§ Requirements: Convert the lines of the entries below into a Markdown table, beginning with the line containing "Target = metal fork" and ending with the last line of the entries. Use the columns "Index" and "Content", and skip any blank lines.
---
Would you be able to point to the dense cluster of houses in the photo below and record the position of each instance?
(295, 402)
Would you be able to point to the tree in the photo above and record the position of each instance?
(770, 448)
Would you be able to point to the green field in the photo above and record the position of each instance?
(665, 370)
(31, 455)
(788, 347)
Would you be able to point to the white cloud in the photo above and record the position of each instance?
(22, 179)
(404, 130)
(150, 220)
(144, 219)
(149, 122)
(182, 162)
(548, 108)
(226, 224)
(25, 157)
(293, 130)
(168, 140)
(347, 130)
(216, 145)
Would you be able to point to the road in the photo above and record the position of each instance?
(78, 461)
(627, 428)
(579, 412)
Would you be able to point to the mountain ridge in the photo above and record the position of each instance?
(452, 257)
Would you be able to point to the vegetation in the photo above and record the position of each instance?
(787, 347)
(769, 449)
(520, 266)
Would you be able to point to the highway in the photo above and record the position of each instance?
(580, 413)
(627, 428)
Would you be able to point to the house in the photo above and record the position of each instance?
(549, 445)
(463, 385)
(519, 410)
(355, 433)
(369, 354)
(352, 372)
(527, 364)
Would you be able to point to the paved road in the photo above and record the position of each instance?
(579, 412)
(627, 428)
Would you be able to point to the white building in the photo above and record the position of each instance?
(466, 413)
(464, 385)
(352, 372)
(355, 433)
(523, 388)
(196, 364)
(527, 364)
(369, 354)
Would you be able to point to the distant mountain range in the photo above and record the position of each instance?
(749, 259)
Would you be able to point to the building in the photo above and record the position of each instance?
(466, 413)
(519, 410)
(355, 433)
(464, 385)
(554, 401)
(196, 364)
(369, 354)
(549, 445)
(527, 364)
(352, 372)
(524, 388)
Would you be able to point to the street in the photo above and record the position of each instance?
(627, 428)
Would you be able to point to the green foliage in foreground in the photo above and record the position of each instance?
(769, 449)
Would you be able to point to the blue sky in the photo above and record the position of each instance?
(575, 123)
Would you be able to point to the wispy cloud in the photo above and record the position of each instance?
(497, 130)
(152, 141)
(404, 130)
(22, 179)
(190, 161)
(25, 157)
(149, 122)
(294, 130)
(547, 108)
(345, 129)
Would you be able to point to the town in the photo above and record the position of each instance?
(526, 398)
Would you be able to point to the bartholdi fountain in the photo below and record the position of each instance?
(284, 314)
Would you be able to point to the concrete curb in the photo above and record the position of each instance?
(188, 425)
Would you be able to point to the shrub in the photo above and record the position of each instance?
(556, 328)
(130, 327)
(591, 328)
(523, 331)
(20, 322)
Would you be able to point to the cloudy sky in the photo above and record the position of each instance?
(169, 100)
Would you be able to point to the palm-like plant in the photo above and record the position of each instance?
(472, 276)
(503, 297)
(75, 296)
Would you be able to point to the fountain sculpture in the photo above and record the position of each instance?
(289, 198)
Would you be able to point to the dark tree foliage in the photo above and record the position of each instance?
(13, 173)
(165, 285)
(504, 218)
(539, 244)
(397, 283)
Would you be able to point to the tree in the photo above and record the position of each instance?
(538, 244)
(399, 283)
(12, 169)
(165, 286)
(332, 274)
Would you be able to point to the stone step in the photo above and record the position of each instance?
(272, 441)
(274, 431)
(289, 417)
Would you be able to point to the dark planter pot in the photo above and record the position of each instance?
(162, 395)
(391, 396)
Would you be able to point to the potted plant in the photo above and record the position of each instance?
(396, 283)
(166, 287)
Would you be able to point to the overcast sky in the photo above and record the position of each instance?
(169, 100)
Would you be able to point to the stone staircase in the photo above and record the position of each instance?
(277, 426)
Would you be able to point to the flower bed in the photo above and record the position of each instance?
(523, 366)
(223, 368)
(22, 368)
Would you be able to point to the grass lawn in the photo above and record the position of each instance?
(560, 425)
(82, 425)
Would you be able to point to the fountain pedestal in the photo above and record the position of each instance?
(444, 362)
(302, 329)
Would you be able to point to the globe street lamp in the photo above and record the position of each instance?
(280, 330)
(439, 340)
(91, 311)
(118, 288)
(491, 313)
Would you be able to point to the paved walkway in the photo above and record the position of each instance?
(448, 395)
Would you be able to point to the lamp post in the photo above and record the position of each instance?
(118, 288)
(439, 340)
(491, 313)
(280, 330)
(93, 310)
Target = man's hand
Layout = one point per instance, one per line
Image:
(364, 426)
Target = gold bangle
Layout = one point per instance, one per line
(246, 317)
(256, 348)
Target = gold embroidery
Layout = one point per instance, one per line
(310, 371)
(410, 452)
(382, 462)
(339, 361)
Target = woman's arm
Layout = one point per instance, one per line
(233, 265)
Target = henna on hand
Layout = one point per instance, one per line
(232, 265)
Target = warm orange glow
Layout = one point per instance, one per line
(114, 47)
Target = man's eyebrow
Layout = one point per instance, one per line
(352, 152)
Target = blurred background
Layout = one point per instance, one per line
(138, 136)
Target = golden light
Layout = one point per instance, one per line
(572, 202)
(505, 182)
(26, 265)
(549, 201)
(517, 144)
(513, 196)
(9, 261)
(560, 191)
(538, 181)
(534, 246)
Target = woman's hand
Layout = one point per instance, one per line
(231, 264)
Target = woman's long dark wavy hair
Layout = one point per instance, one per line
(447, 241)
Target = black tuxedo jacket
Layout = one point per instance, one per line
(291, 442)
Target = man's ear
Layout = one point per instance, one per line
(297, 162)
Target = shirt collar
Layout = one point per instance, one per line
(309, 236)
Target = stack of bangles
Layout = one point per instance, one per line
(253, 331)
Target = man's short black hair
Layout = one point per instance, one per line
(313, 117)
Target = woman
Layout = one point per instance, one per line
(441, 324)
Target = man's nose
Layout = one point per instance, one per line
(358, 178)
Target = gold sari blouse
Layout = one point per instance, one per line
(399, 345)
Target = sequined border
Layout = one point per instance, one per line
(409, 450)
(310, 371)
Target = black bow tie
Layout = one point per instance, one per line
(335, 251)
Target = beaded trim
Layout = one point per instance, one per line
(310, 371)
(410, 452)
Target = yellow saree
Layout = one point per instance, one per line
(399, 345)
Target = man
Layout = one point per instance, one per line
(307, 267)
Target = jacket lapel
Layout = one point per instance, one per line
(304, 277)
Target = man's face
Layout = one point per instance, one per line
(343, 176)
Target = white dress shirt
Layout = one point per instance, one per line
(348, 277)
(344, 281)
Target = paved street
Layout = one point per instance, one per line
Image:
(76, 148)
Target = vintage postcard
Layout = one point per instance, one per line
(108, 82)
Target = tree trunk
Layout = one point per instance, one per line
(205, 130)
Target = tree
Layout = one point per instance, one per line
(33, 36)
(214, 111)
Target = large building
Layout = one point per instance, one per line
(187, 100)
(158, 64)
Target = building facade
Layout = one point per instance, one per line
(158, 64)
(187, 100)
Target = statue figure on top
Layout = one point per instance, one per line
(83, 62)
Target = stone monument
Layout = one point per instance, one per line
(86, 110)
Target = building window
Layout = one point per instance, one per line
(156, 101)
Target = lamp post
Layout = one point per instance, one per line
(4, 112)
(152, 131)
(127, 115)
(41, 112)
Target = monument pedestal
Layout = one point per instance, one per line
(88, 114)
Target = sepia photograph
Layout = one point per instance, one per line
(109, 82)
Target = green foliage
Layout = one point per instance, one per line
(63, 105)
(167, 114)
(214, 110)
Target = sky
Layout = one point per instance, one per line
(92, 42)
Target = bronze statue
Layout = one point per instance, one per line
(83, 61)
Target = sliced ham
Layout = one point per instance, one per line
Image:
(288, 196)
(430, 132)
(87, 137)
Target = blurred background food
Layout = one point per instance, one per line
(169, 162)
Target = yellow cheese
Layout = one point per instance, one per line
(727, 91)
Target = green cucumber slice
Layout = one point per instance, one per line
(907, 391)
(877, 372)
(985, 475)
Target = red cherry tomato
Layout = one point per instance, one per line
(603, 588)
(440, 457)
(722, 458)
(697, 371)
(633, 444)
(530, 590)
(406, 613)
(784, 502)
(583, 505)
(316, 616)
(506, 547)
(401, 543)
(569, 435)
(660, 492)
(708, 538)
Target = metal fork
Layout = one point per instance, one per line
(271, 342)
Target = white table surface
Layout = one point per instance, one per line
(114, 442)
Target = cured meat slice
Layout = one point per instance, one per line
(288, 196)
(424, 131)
---
§ Completed exercise:
| Index | Content |
|---|---|
| 1 | Target = metal fork |
| 2 | Layout = one point per instance, one per line |
| 3 | (271, 342) |
| 4 | Target = white table surface |
| 5 | Layout = one point per instance, one per line |
| 6 | (114, 442) |
| 7 | Target = cured meat slice |
| 8 | Layout = one point per instance, one per line |
| 9 | (288, 196) |
| 10 | (424, 131) |